WHAT IS BEING ASKED
Output the listing below, all of it, exactly as given.

EXCERPTED DATA
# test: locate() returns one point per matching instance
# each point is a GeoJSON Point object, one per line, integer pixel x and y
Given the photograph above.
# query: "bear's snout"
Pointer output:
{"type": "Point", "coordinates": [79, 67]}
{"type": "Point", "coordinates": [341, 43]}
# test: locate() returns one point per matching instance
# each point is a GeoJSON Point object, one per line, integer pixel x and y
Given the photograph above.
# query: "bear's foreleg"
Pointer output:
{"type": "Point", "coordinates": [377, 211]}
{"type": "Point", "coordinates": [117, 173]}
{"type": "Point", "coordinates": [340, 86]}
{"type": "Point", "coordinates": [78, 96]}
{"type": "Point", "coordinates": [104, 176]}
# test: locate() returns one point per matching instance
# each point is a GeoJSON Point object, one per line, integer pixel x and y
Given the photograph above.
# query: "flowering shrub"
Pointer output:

RESPONSE AREA
# test: locate() returns one point per matching instance
# each point is a GeoJSON Point object, one per line, integer pixel x and y
Given the photograph above.
# query: "bear's snout"
Pointer output:
{"type": "Point", "coordinates": [79, 67]}
{"type": "Point", "coordinates": [341, 43]}
# test: locate() returns one point per matching instance
# each point is a GeoJSON Point object, one per line, integer pixel x and y
Given the photograph above.
# query: "bear's foreleg"
Pointer output:
{"type": "Point", "coordinates": [377, 211]}
{"type": "Point", "coordinates": [117, 173]}
{"type": "Point", "coordinates": [340, 86]}
{"type": "Point", "coordinates": [78, 96]}
{"type": "Point", "coordinates": [104, 176]}
# test: locate() returns one point per matching instance
# each point is a GeoJSON Point object, one per line, integer pixel x and y
Given the photograph above.
# query: "flowering shrub"
Pointer output:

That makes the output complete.